━━ TEXT SHOWN ━━

Inflation's effects on small business owners

When it comes to raising their prices as a way to survive high inflation rates, many small business owners may hesitate for fear of driving away customers. In fact, according to Business.org, 37% of small business owners say customers have complained about higher prices, and 30% think higher prices will deter their customers. But to cope with their increasing costs, 60% of small businesses have raised their prices, according to a Goldman Sachs survey, deciding that they must pass some of their higher costs to customers. Yet, losing customers due to price hikes is a bigger risk than it might be to large businesses with a wider customer base. Perhaps this is why, according to NFIB, small business owners identify inflation as their top concern, overtaking labor quality and labor costs.

How Small Businesses Can Survive Inflation

These eight tips can help you adapt your business to survive inflation, protecting your current income and the future of your small business.

  1. If you need help with cash flow as inflation continues, consider securing a business loan prior to planned interest rate hikes. If your business could benefit from refinancing its debt, you may consider joining the 16% of small business owners who plan to do so prior to rises in interest rates.
  2. Analyze your profit margins. Consider the products you carry and services you offer — as well as how continued inflation affects their related expenses. Focus your efforts on the ones that currently perform best for your bottom line. For all others, consider which are most important to your future. If you find that one isn’t helpful to your business now, and you have low expectations for it in the future, consider whether it’s time to remove it from your offering.
  3. Maintain an open dialogue and a flexible negotiator’s mindset when communicating with your suppliers. Doing so can help you build mutually beneficial, long-term relationships to support both companies during hard times.
  4. If possible, buy items in bulk. Not only can you stock up prior to further price increases, but you may enjoy volume discounts that drive down the cost per item while also building in an inventory cushion that can insulate your business somewhat from supply chain disruptions.

━━━
━━ LISTED ENTRIES ━━

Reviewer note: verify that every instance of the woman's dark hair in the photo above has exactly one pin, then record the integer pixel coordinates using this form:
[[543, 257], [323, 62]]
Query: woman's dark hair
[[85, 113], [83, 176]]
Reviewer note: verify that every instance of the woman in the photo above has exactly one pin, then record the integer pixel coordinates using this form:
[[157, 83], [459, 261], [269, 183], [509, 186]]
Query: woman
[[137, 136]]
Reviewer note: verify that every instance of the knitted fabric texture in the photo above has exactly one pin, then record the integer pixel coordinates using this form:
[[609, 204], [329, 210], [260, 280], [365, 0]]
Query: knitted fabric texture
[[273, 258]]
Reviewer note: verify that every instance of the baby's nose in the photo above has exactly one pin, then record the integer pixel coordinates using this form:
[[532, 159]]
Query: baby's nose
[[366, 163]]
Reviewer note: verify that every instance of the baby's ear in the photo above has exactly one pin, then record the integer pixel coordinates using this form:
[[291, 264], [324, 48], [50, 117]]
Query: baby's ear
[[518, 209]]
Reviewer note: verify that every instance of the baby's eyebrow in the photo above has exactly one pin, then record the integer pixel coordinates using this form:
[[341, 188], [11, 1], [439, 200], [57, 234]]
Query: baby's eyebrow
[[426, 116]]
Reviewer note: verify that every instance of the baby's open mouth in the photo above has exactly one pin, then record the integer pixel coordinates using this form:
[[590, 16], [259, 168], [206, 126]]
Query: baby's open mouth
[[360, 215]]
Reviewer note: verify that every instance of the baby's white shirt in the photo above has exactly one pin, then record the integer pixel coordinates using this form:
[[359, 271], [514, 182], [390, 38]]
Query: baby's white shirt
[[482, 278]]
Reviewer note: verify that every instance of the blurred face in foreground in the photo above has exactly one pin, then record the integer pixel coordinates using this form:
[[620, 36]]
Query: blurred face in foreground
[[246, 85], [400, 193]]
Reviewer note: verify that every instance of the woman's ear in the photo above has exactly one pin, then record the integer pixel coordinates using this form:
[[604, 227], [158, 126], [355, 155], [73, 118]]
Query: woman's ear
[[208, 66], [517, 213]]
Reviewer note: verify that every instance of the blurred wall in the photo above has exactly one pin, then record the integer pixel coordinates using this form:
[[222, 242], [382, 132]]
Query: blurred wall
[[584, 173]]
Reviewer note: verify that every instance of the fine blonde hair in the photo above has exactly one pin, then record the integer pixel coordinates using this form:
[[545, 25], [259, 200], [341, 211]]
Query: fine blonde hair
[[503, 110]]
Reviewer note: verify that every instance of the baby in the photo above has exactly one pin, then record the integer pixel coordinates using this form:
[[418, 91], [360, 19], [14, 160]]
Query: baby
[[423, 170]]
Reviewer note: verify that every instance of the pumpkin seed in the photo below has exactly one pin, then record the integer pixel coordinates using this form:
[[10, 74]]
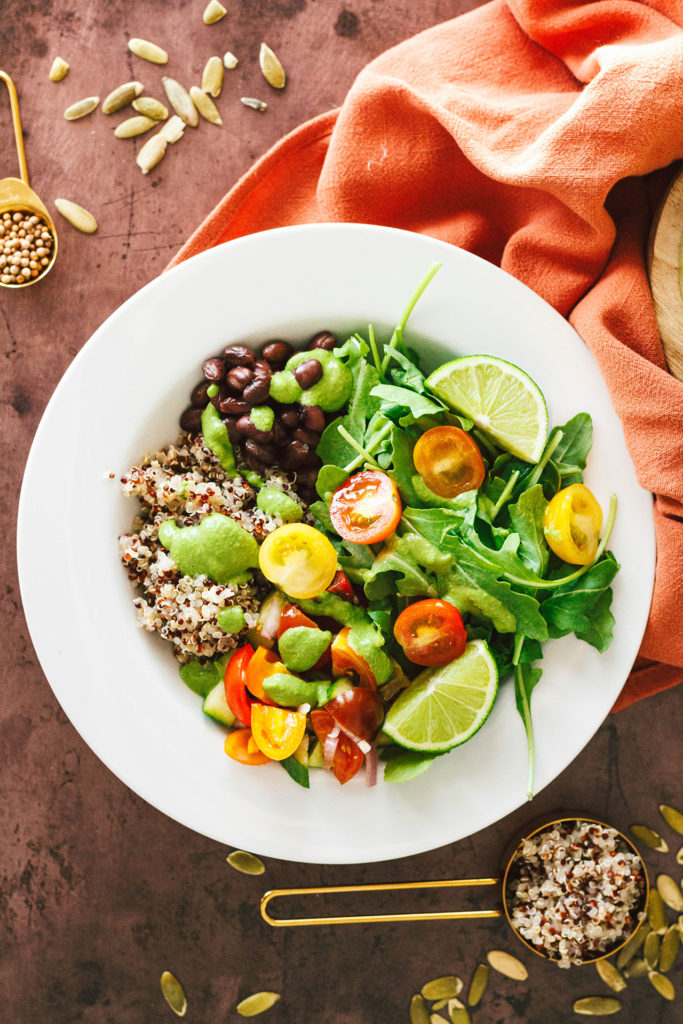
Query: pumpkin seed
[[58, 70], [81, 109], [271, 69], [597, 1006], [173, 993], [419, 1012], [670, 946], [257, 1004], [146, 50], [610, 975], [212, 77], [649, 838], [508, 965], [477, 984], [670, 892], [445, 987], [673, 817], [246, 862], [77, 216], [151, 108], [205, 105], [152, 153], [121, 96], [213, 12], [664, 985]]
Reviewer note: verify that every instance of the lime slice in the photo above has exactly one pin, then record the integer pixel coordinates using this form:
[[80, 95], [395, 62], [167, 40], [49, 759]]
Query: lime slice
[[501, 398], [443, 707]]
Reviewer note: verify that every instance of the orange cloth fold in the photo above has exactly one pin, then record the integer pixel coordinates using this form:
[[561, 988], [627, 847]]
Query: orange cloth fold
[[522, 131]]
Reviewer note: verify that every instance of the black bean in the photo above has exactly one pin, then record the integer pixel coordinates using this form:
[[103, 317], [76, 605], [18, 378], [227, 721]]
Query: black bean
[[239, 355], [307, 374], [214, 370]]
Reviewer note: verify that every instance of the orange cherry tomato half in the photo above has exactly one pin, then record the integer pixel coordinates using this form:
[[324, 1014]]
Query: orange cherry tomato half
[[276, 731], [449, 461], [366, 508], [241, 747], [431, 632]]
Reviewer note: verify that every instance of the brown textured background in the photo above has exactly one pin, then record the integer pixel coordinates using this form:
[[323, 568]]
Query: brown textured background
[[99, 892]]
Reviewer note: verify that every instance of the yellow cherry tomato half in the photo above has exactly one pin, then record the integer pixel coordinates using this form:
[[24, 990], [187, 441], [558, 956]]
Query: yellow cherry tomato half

━━━

• WHAT IS EXPECTED: From the text on inflation and small businesses, quote the part that opens with the words containing "3. Maintain an" and closes with "supply chain disruptions.". The records have nothing to do with the text.

• ANSWER BOX:
3. Maintain an open dialogue and a flexible negotiator’s mindset when communicating with your suppliers. Doing so can help you build mutually beneficial, long-term relationships to support both companies during hard times.
  4. If possible, buy items in bulk. Not only can you stock up prior to further price increases, but you may enjoy volume discounts that drive down the cost per item while also building in an inventory cushion that can insulate your business somewhat from supply chain disruptions.